▶ **DIRECTIONS**
Print the entries below exactly as they appear, from the first line up to and including the line with "point: man's nose". Do not print any pictures.

Referring expression pointing data
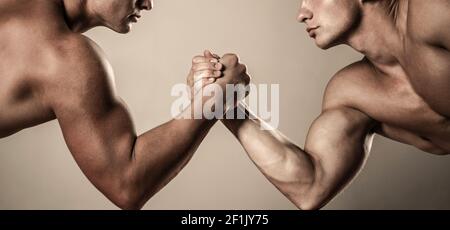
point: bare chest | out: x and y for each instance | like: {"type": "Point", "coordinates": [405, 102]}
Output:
{"type": "Point", "coordinates": [393, 101]}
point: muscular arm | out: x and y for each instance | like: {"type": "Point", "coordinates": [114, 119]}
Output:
{"type": "Point", "coordinates": [336, 147]}
{"type": "Point", "coordinates": [128, 169]}
{"type": "Point", "coordinates": [429, 21]}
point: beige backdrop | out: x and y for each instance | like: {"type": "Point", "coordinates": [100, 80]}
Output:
{"type": "Point", "coordinates": [38, 172]}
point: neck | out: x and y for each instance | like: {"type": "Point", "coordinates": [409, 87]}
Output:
{"type": "Point", "coordinates": [78, 17]}
{"type": "Point", "coordinates": [380, 34]}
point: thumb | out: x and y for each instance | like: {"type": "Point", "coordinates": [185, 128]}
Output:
{"type": "Point", "coordinates": [208, 54]}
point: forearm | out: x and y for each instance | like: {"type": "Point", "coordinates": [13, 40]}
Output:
{"type": "Point", "coordinates": [161, 153]}
{"type": "Point", "coordinates": [287, 166]}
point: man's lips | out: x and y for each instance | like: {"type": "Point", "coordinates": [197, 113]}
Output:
{"type": "Point", "coordinates": [310, 30]}
{"type": "Point", "coordinates": [134, 17]}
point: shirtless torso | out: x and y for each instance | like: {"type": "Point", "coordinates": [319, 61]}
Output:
{"type": "Point", "coordinates": [409, 98]}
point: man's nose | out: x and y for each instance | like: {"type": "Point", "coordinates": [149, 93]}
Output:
{"type": "Point", "coordinates": [304, 12]}
{"type": "Point", "coordinates": [145, 4]}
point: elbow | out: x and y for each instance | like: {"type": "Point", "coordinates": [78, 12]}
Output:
{"type": "Point", "coordinates": [126, 201]}
{"type": "Point", "coordinates": [127, 196]}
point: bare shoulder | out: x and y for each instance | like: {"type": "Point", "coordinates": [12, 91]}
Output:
{"type": "Point", "coordinates": [82, 75]}
{"type": "Point", "coordinates": [348, 85]}
{"type": "Point", "coordinates": [428, 21]}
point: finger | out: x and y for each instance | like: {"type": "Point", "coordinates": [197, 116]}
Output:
{"type": "Point", "coordinates": [206, 74]}
{"type": "Point", "coordinates": [201, 59]}
{"type": "Point", "coordinates": [207, 66]}
{"type": "Point", "coordinates": [208, 54]}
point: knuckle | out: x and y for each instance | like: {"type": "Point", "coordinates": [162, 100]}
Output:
{"type": "Point", "coordinates": [232, 58]}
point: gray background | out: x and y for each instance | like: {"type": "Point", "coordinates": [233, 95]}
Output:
{"type": "Point", "coordinates": [38, 172]}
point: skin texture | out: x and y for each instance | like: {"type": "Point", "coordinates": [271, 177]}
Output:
{"type": "Point", "coordinates": [67, 77]}
{"type": "Point", "coordinates": [399, 90]}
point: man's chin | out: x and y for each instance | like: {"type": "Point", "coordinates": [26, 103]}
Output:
{"type": "Point", "coordinates": [323, 44]}
{"type": "Point", "coordinates": [123, 29]}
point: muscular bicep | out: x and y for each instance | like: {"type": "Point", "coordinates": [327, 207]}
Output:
{"type": "Point", "coordinates": [338, 143]}
{"type": "Point", "coordinates": [95, 123]}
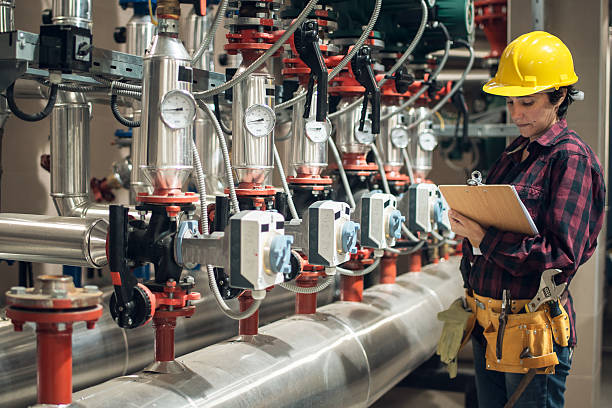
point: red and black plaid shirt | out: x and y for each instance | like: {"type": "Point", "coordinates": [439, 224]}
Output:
{"type": "Point", "coordinates": [562, 186]}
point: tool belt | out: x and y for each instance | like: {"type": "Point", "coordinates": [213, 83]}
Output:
{"type": "Point", "coordinates": [533, 332]}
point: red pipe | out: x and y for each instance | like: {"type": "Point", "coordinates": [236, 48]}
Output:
{"type": "Point", "coordinates": [351, 289]}
{"type": "Point", "coordinates": [250, 325]}
{"type": "Point", "coordinates": [388, 268]}
{"type": "Point", "coordinates": [54, 354]}
{"type": "Point", "coordinates": [164, 338]}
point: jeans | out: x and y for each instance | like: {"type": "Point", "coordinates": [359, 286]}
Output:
{"type": "Point", "coordinates": [494, 388]}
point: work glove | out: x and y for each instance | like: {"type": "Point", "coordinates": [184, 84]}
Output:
{"type": "Point", "coordinates": [455, 320]}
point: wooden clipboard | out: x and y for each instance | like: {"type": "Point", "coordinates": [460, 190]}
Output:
{"type": "Point", "coordinates": [495, 205]}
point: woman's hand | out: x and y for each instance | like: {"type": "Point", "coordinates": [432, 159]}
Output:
{"type": "Point", "coordinates": [466, 227]}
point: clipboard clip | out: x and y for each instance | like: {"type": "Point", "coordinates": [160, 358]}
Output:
{"type": "Point", "coordinates": [476, 179]}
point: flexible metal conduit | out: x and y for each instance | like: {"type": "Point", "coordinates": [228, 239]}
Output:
{"type": "Point", "coordinates": [347, 355]}
{"type": "Point", "coordinates": [108, 351]}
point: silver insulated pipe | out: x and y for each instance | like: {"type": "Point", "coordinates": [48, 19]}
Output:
{"type": "Point", "coordinates": [347, 355]}
{"type": "Point", "coordinates": [72, 12]}
{"type": "Point", "coordinates": [309, 145]}
{"type": "Point", "coordinates": [165, 70]}
{"type": "Point", "coordinates": [51, 239]}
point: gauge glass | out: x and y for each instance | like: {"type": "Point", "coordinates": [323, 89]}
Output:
{"type": "Point", "coordinates": [259, 120]}
{"type": "Point", "coordinates": [178, 109]}
{"type": "Point", "coordinates": [427, 141]}
{"type": "Point", "coordinates": [364, 136]}
{"type": "Point", "coordinates": [318, 132]}
{"type": "Point", "coordinates": [400, 137]}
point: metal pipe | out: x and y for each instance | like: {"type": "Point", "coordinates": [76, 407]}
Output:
{"type": "Point", "coordinates": [52, 239]}
{"type": "Point", "coordinates": [108, 351]}
{"type": "Point", "coordinates": [347, 354]}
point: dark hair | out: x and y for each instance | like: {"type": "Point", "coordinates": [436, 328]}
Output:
{"type": "Point", "coordinates": [556, 95]}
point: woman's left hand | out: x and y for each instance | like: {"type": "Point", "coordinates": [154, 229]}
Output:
{"type": "Point", "coordinates": [466, 227]}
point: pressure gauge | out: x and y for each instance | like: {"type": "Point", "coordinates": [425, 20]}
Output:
{"type": "Point", "coordinates": [178, 109]}
{"type": "Point", "coordinates": [364, 136]}
{"type": "Point", "coordinates": [400, 137]}
{"type": "Point", "coordinates": [318, 132]}
{"type": "Point", "coordinates": [427, 141]}
{"type": "Point", "coordinates": [259, 120]}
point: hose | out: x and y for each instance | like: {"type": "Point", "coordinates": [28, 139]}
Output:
{"type": "Point", "coordinates": [344, 61]}
{"type": "Point", "coordinates": [259, 61]}
{"type": "Point", "coordinates": [399, 62]}
{"type": "Point", "coordinates": [361, 272]}
{"type": "Point", "coordinates": [124, 121]}
{"type": "Point", "coordinates": [381, 168]}
{"type": "Point", "coordinates": [210, 34]}
{"type": "Point", "coordinates": [34, 117]}
{"type": "Point", "coordinates": [225, 152]}
{"type": "Point", "coordinates": [345, 183]}
{"type": "Point", "coordinates": [281, 171]}
{"type": "Point", "coordinates": [292, 287]}
{"type": "Point", "coordinates": [212, 282]}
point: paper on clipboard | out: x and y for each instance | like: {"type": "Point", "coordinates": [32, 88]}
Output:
{"type": "Point", "coordinates": [491, 205]}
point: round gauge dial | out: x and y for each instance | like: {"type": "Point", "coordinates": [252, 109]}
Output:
{"type": "Point", "coordinates": [318, 132]}
{"type": "Point", "coordinates": [259, 120]}
{"type": "Point", "coordinates": [364, 136]}
{"type": "Point", "coordinates": [427, 141]}
{"type": "Point", "coordinates": [178, 109]}
{"type": "Point", "coordinates": [400, 137]}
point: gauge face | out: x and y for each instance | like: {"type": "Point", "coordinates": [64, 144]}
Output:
{"type": "Point", "coordinates": [400, 137]}
{"type": "Point", "coordinates": [259, 120]}
{"type": "Point", "coordinates": [178, 109]}
{"type": "Point", "coordinates": [318, 132]}
{"type": "Point", "coordinates": [364, 136]}
{"type": "Point", "coordinates": [427, 141]}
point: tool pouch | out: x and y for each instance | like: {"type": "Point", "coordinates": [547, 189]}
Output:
{"type": "Point", "coordinates": [560, 326]}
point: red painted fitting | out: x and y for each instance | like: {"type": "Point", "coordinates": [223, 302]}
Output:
{"type": "Point", "coordinates": [415, 262]}
{"type": "Point", "coordinates": [164, 338]}
{"type": "Point", "coordinates": [54, 356]}
{"type": "Point", "coordinates": [250, 325]}
{"type": "Point", "coordinates": [388, 268]}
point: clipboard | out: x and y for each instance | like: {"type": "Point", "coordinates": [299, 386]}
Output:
{"type": "Point", "coordinates": [491, 205]}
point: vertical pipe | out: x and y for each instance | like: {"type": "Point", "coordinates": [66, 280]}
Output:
{"type": "Point", "coordinates": [54, 355]}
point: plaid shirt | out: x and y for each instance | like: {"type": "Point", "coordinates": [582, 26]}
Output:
{"type": "Point", "coordinates": [562, 186]}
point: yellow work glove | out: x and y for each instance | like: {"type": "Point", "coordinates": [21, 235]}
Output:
{"type": "Point", "coordinates": [455, 320]}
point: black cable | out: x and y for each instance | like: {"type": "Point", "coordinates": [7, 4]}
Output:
{"type": "Point", "coordinates": [217, 112]}
{"type": "Point", "coordinates": [117, 114]}
{"type": "Point", "coordinates": [35, 117]}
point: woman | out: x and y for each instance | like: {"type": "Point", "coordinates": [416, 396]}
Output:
{"type": "Point", "coordinates": [560, 181]}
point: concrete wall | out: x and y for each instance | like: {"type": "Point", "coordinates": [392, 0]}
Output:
{"type": "Point", "coordinates": [583, 27]}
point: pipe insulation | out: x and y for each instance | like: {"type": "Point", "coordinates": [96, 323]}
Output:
{"type": "Point", "coordinates": [348, 354]}
{"type": "Point", "coordinates": [108, 351]}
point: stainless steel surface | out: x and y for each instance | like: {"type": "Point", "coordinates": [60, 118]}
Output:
{"type": "Point", "coordinates": [51, 239]}
{"type": "Point", "coordinates": [345, 129]}
{"type": "Point", "coordinates": [7, 16]}
{"type": "Point", "coordinates": [169, 158]}
{"type": "Point", "coordinates": [347, 355]}
{"type": "Point", "coordinates": [70, 152]}
{"type": "Point", "coordinates": [391, 155]}
{"type": "Point", "coordinates": [209, 149]}
{"type": "Point", "coordinates": [307, 157]}
{"type": "Point", "coordinates": [108, 351]}
{"type": "Point", "coordinates": [252, 157]}
{"type": "Point", "coordinates": [197, 26]}
{"type": "Point", "coordinates": [72, 12]}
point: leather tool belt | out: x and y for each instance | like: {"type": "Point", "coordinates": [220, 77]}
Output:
{"type": "Point", "coordinates": [528, 338]}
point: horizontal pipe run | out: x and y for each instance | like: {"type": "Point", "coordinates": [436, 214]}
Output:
{"type": "Point", "coordinates": [347, 354]}
{"type": "Point", "coordinates": [52, 239]}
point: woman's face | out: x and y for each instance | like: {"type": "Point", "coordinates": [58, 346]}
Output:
{"type": "Point", "coordinates": [533, 114]}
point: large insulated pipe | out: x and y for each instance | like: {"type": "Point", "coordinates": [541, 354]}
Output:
{"type": "Point", "coordinates": [108, 351]}
{"type": "Point", "coordinates": [346, 355]}
{"type": "Point", "coordinates": [52, 239]}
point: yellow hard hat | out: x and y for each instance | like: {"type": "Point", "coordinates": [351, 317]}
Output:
{"type": "Point", "coordinates": [532, 63]}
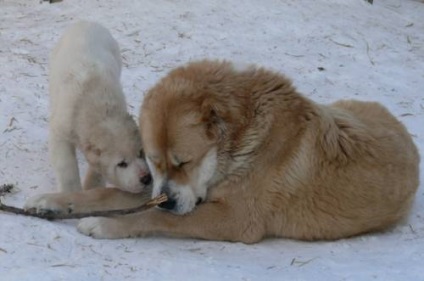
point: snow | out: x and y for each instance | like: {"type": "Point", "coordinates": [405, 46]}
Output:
{"type": "Point", "coordinates": [332, 49]}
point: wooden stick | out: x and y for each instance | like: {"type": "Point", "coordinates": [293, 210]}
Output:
{"type": "Point", "coordinates": [62, 216]}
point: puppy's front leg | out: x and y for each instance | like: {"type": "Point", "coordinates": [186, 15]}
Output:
{"type": "Point", "coordinates": [210, 221]}
{"type": "Point", "coordinates": [98, 199]}
{"type": "Point", "coordinates": [65, 164]}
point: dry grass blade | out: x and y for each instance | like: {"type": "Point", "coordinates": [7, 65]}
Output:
{"type": "Point", "coordinates": [63, 216]}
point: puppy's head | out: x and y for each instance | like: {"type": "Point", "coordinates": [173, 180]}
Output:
{"type": "Point", "coordinates": [181, 126]}
{"type": "Point", "coordinates": [115, 151]}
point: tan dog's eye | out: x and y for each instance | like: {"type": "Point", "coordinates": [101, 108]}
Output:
{"type": "Point", "coordinates": [182, 164]}
{"type": "Point", "coordinates": [141, 154]}
{"type": "Point", "coordinates": [122, 164]}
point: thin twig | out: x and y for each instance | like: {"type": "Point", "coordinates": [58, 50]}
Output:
{"type": "Point", "coordinates": [62, 216]}
{"type": "Point", "coordinates": [6, 188]}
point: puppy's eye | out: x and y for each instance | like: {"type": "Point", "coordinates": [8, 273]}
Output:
{"type": "Point", "coordinates": [141, 154]}
{"type": "Point", "coordinates": [122, 164]}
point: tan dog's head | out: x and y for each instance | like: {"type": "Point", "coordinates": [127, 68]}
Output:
{"type": "Point", "coordinates": [115, 151]}
{"type": "Point", "coordinates": [181, 123]}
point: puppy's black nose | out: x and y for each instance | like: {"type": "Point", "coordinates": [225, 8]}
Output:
{"type": "Point", "coordinates": [146, 180]}
{"type": "Point", "coordinates": [168, 205]}
{"type": "Point", "coordinates": [199, 200]}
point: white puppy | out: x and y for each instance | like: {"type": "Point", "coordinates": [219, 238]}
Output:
{"type": "Point", "coordinates": [88, 112]}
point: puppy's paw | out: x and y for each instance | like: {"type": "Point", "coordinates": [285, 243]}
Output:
{"type": "Point", "coordinates": [101, 228]}
{"type": "Point", "coordinates": [48, 203]}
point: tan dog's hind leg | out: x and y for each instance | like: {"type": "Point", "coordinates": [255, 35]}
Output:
{"type": "Point", "coordinates": [210, 221]}
{"type": "Point", "coordinates": [93, 179]}
{"type": "Point", "coordinates": [98, 199]}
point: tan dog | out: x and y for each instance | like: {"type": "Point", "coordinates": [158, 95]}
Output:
{"type": "Point", "coordinates": [265, 160]}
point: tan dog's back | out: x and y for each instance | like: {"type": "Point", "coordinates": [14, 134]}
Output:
{"type": "Point", "coordinates": [364, 167]}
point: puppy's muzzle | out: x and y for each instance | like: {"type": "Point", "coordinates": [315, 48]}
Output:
{"type": "Point", "coordinates": [171, 203]}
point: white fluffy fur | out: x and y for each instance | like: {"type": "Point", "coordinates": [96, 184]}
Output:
{"type": "Point", "coordinates": [88, 111]}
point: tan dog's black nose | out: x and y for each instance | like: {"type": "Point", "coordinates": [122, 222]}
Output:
{"type": "Point", "coordinates": [146, 180]}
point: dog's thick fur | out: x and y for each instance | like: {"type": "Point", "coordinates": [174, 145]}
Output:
{"type": "Point", "coordinates": [266, 161]}
{"type": "Point", "coordinates": [88, 112]}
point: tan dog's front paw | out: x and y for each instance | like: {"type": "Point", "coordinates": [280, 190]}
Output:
{"type": "Point", "coordinates": [101, 228]}
{"type": "Point", "coordinates": [48, 203]}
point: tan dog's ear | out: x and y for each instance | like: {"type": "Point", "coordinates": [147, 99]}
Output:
{"type": "Point", "coordinates": [213, 116]}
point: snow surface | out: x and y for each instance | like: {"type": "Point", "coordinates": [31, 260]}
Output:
{"type": "Point", "coordinates": [331, 48]}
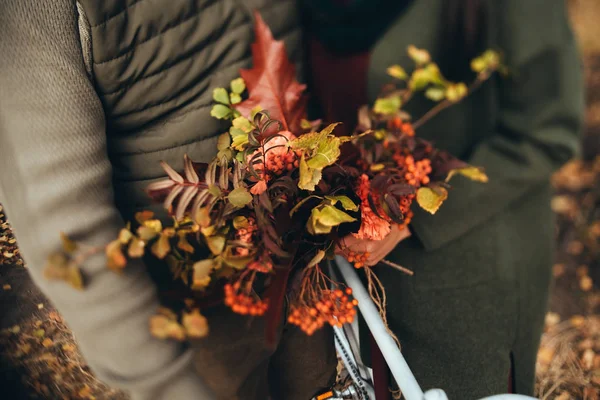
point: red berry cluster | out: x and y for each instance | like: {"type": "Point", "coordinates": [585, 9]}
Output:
{"type": "Point", "coordinates": [358, 259]}
{"type": "Point", "coordinates": [246, 235]}
{"type": "Point", "coordinates": [332, 306]}
{"type": "Point", "coordinates": [404, 127]}
{"type": "Point", "coordinates": [279, 163]}
{"type": "Point", "coordinates": [242, 302]}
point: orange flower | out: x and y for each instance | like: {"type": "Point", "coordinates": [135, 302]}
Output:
{"type": "Point", "coordinates": [259, 188]}
{"type": "Point", "coordinates": [372, 227]}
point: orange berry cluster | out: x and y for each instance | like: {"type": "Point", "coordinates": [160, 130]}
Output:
{"type": "Point", "coordinates": [279, 163]}
{"type": "Point", "coordinates": [246, 235]}
{"type": "Point", "coordinates": [404, 127]}
{"type": "Point", "coordinates": [333, 307]}
{"type": "Point", "coordinates": [405, 203]}
{"type": "Point", "coordinates": [416, 173]}
{"type": "Point", "coordinates": [244, 303]}
{"type": "Point", "coordinates": [358, 259]}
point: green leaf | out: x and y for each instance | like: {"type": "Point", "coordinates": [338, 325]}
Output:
{"type": "Point", "coordinates": [235, 98]}
{"type": "Point", "coordinates": [238, 86]}
{"type": "Point", "coordinates": [220, 96]}
{"type": "Point", "coordinates": [396, 71]}
{"type": "Point", "coordinates": [301, 203]}
{"type": "Point", "coordinates": [240, 197]}
{"type": "Point", "coordinates": [240, 222]}
{"type": "Point", "coordinates": [419, 56]}
{"type": "Point", "coordinates": [240, 139]}
{"type": "Point", "coordinates": [327, 153]}
{"type": "Point", "coordinates": [255, 111]}
{"type": "Point", "coordinates": [324, 218]}
{"type": "Point", "coordinates": [220, 111]}
{"type": "Point", "coordinates": [345, 201]}
{"type": "Point", "coordinates": [224, 141]}
{"type": "Point", "coordinates": [419, 80]}
{"type": "Point", "coordinates": [388, 106]}
{"type": "Point", "coordinates": [435, 93]}
{"type": "Point", "coordinates": [430, 198]}
{"type": "Point", "coordinates": [456, 92]}
{"type": "Point", "coordinates": [201, 275]}
{"type": "Point", "coordinates": [308, 141]}
{"type": "Point", "coordinates": [309, 177]}
{"type": "Point", "coordinates": [473, 173]}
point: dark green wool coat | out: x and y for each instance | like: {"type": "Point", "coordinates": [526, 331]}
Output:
{"type": "Point", "coordinates": [483, 263]}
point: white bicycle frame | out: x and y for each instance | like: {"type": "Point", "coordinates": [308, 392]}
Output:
{"type": "Point", "coordinates": [393, 357]}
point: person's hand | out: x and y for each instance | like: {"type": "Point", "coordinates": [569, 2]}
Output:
{"type": "Point", "coordinates": [376, 249]}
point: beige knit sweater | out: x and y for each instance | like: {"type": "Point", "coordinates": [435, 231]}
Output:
{"type": "Point", "coordinates": [55, 176]}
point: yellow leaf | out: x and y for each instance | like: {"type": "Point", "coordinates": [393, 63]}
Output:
{"type": "Point", "coordinates": [316, 259]}
{"type": "Point", "coordinates": [431, 198]}
{"type": "Point", "coordinates": [419, 56]}
{"type": "Point", "coordinates": [136, 248]}
{"type": "Point", "coordinates": [69, 246]}
{"type": "Point", "coordinates": [203, 217]}
{"type": "Point", "coordinates": [216, 244]}
{"type": "Point", "coordinates": [69, 347]}
{"type": "Point", "coordinates": [201, 276]}
{"type": "Point", "coordinates": [125, 236]}
{"type": "Point", "coordinates": [85, 393]}
{"type": "Point", "coordinates": [14, 329]}
{"type": "Point", "coordinates": [162, 246]}
{"type": "Point", "coordinates": [115, 256]}
{"type": "Point", "coordinates": [237, 262]}
{"type": "Point", "coordinates": [345, 201]}
{"type": "Point", "coordinates": [305, 124]}
{"type": "Point", "coordinates": [239, 197]}
{"type": "Point", "coordinates": [183, 243]}
{"type": "Point", "coordinates": [388, 106]}
{"type": "Point", "coordinates": [577, 321]}
{"type": "Point", "coordinates": [143, 216]}
{"type": "Point", "coordinates": [74, 277]}
{"type": "Point", "coordinates": [164, 327]}
{"type": "Point", "coordinates": [309, 178]}
{"type": "Point", "coordinates": [195, 324]}
{"type": "Point", "coordinates": [473, 173]}
{"type": "Point", "coordinates": [323, 219]}
{"type": "Point", "coordinates": [396, 71]}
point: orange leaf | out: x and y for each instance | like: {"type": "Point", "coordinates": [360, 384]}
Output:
{"type": "Point", "coordinates": [195, 324]}
{"type": "Point", "coordinates": [271, 82]}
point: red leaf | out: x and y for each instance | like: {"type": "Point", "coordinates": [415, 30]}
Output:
{"type": "Point", "coordinates": [271, 82]}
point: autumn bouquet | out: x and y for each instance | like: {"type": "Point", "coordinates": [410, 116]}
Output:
{"type": "Point", "coordinates": [283, 193]}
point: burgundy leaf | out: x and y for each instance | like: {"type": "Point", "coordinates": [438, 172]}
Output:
{"type": "Point", "coordinates": [271, 82]}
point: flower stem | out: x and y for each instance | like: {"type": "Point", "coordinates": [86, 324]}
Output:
{"type": "Point", "coordinates": [398, 267]}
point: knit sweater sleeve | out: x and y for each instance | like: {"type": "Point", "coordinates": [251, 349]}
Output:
{"type": "Point", "coordinates": [55, 177]}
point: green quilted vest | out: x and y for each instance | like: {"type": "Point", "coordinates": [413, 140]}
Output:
{"type": "Point", "coordinates": [155, 64]}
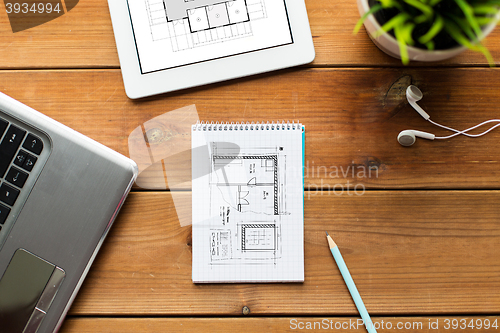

▶ **THE COMPLETED TASK**
point: bare chest | out: x and y for each instance | like: {"type": "Point", "coordinates": [405, 102]}
Output:
{"type": "Point", "coordinates": [393, 101]}
point: muscular arm | out: x and y for each instance | like: {"type": "Point", "coordinates": [114, 119]}
Output:
{"type": "Point", "coordinates": [336, 147]}
{"type": "Point", "coordinates": [128, 169]}
{"type": "Point", "coordinates": [429, 21]}
point: beige backdrop | out: x and y for each instance | like: {"type": "Point", "coordinates": [100, 80]}
Output:
{"type": "Point", "coordinates": [38, 172]}
point: neck | out: x and y for each instance | like: {"type": "Point", "coordinates": [409, 87]}
Output:
{"type": "Point", "coordinates": [78, 17]}
{"type": "Point", "coordinates": [380, 34]}
point: thumb | out: x and y for each instance | like: {"type": "Point", "coordinates": [185, 128]}
Output:
{"type": "Point", "coordinates": [208, 54]}
point: forearm | out: x and y for each instance | like: {"type": "Point", "coordinates": [13, 40]}
Output:
{"type": "Point", "coordinates": [161, 153]}
{"type": "Point", "coordinates": [287, 166]}
point: man's lips | out: x and y for each instance | like: {"type": "Point", "coordinates": [197, 113]}
Output:
{"type": "Point", "coordinates": [310, 30]}
{"type": "Point", "coordinates": [134, 17]}
point: shirtless torso | out: x and y for each instance | like: {"type": "Point", "coordinates": [319, 61]}
Output:
{"type": "Point", "coordinates": [409, 98]}
point: man's nose | out: x and y for each instance | like: {"type": "Point", "coordinates": [149, 93]}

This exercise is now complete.